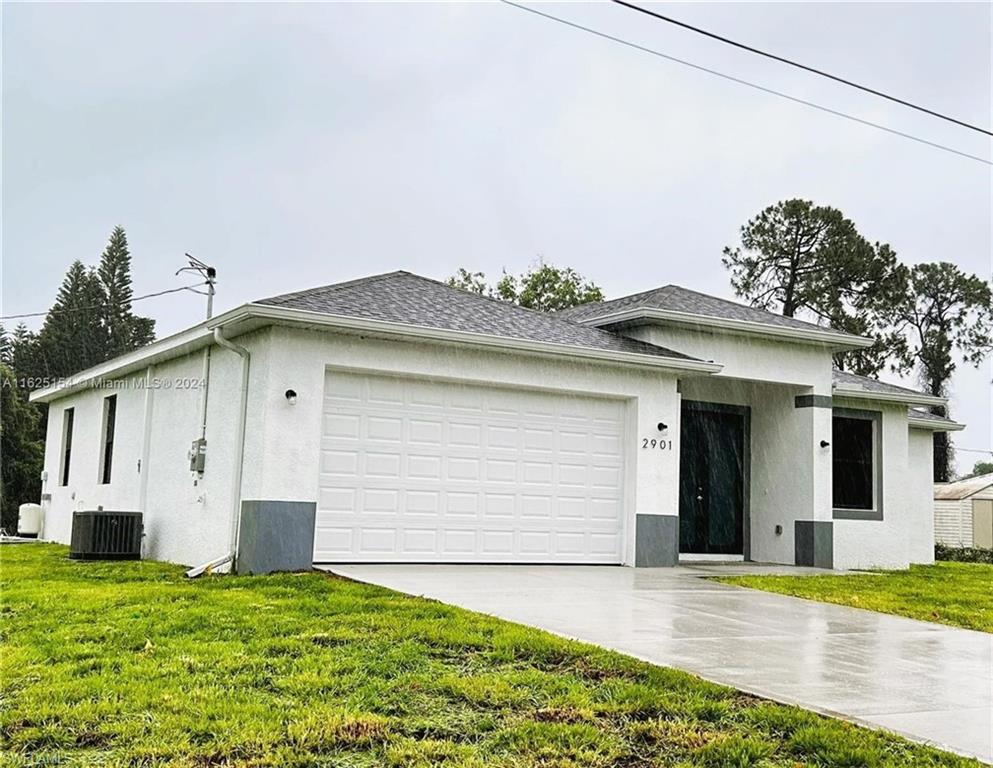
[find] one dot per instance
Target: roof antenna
(209, 275)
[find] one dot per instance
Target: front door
(712, 478)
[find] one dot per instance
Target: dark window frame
(68, 420)
(107, 438)
(876, 513)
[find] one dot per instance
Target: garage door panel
(416, 470)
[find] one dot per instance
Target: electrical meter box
(198, 455)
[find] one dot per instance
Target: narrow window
(67, 419)
(107, 442)
(854, 458)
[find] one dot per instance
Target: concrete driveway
(925, 681)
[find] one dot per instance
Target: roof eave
(355, 324)
(909, 398)
(184, 342)
(201, 335)
(835, 340)
(935, 426)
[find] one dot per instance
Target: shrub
(963, 554)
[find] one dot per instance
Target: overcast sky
(299, 145)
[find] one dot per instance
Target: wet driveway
(926, 681)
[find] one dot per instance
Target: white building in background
(963, 512)
(396, 419)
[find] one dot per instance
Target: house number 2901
(653, 444)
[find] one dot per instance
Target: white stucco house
(396, 419)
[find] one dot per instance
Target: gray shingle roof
(872, 385)
(922, 415)
(402, 297)
(677, 299)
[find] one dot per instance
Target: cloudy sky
(297, 145)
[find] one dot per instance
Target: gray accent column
(656, 540)
(814, 543)
(276, 536)
(813, 401)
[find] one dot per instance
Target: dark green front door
(712, 479)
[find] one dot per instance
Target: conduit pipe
(246, 361)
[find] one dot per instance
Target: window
(67, 418)
(856, 455)
(107, 441)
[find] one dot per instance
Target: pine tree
(74, 336)
(124, 331)
(22, 449)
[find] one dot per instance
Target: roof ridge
(505, 303)
(629, 297)
(749, 306)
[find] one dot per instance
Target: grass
(129, 664)
(959, 594)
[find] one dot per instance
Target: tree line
(90, 321)
(809, 261)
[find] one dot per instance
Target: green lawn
(129, 664)
(960, 594)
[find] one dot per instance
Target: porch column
(655, 533)
(813, 534)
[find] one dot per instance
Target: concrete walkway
(925, 681)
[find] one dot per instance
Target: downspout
(146, 447)
(246, 360)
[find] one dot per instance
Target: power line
(100, 306)
(798, 65)
(740, 81)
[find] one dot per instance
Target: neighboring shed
(963, 512)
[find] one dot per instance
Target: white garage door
(424, 471)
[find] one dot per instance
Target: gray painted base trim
(276, 536)
(656, 541)
(813, 401)
(813, 542)
(857, 514)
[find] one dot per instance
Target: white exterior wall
(282, 457)
(920, 490)
(187, 519)
(84, 490)
(882, 543)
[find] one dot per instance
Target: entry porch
(755, 473)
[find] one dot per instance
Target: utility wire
(740, 81)
(798, 65)
(101, 306)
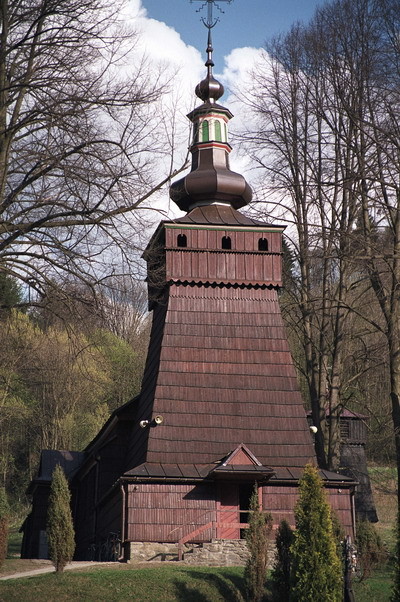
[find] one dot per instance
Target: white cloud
(184, 64)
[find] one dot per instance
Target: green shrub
(396, 577)
(60, 530)
(316, 571)
(281, 573)
(257, 536)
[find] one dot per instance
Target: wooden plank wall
(204, 259)
(167, 512)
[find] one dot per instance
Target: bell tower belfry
(219, 410)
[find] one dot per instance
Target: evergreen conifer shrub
(4, 518)
(281, 571)
(316, 572)
(257, 536)
(60, 529)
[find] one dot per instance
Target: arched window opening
(182, 240)
(205, 131)
(226, 242)
(218, 136)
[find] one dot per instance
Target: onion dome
(210, 179)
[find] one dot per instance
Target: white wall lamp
(157, 420)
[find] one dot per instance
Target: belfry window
(182, 240)
(226, 242)
(205, 131)
(218, 136)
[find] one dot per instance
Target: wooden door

**SHORT TASK:** Images in the records should not be copied. Repeat all the rest exactly.

**TASK OUTPUT:**
[find] one dot per instance
Target: roof antenna
(209, 275)
[find] one dot per instance
Target: front door
(712, 478)
[find] one dot per instance
Target: dark window frame
(68, 420)
(107, 438)
(876, 513)
[find] one dot per instance
Target: garage door panel
(416, 470)
[find] one dot per instance
Target: electrical meter box
(198, 455)
[find] one dot per instance
Target: narrow window
(67, 419)
(107, 442)
(854, 458)
[find] one dot per instance
Target: concrete driveway
(925, 681)
[find] one dot per instance
Target: roof eave
(355, 324)
(909, 398)
(184, 342)
(201, 335)
(835, 340)
(935, 426)
[find] one dot per instance
Target: shrub
(963, 554)
[find] one dot per instance
Target: overcast sky
(299, 145)
[find] one dot per instance
Target: wet driveway
(926, 681)
[find] one dot per instance
Target: white building in background
(963, 512)
(396, 419)
[find] one dot per instance
Target: house number 2901
(653, 444)
[find] one dot per instance
Target: white stucco house
(396, 419)
[find] one dot per instance
Target: gray shingle roof
(872, 385)
(922, 415)
(402, 297)
(677, 299)
[find] one dot per instance
Target: cloudy sky
(297, 145)
[find] one dot per instance
Target: gray accent column
(656, 540)
(814, 543)
(276, 536)
(813, 401)
[find] one dot per instance
Target: dark green front door
(712, 479)
[find] one dot per instance
Target: conduit pipe
(246, 361)
[find] one dot per instance
Target: window
(67, 418)
(856, 455)
(107, 441)
[find] one dot per instance
Target: pine tree
(74, 336)
(124, 331)
(22, 449)
[find] one dot per instance
Target: roof ridge
(505, 303)
(629, 297)
(749, 306)
[find] one dot per instance
Target: grass
(129, 664)
(959, 594)
[find] one dot per instance
Target: tree line
(90, 321)
(809, 261)
[find] one dot per instance
Target: green lawn
(129, 664)
(960, 594)
[find] one dot per instance
Target: porch column
(655, 533)
(813, 534)
[find] one dot per instance
Target: concrete walkway
(925, 681)
[find] one dot per instance
Target: downspout
(146, 447)
(246, 360)
[find] one dot per instance
Target: power line
(100, 306)
(798, 65)
(740, 81)
[find] one dot per instance
Target: neighboring shed
(963, 512)
[find] one dot per instance
Target: white garage door
(424, 471)
[find] one dot per instance
Target: gray painted base trim
(276, 536)
(656, 541)
(813, 401)
(813, 542)
(857, 514)
[find] one dot per instance
Target: white exterior wall
(282, 457)
(920, 490)
(187, 519)
(84, 490)
(882, 543)
[find] one dot per instance
Target: entry porch
(755, 473)
[find] one dot per instance
Target: utility wire
(740, 81)
(798, 65)
(101, 306)
[find] one dot per instance
Target: white cloud
(184, 64)
[find] one dot per instance
Target: green shrub
(396, 577)
(60, 530)
(316, 571)
(281, 573)
(257, 536)
[find] one dot per instance
Target: wooden plank wall
(204, 259)
(167, 512)
[find] one dot per instance
Target: bell tower belfry
(219, 410)
[find] one dot per instance
Target: evergreen conifer shrub
(4, 518)
(281, 571)
(316, 572)
(257, 536)
(60, 529)
[find] one dot per instance
Target: arched window opening
(182, 240)
(205, 131)
(226, 242)
(218, 136)
[find] one dot per instance
Target: onion dome
(210, 179)
[find] one dot per instance
Target: white wall lamp
(157, 420)
[find] one dot per instance
Target: belfry window
(182, 240)
(226, 242)
(205, 131)
(218, 136)
[find] one dot per instance
Target: wooden door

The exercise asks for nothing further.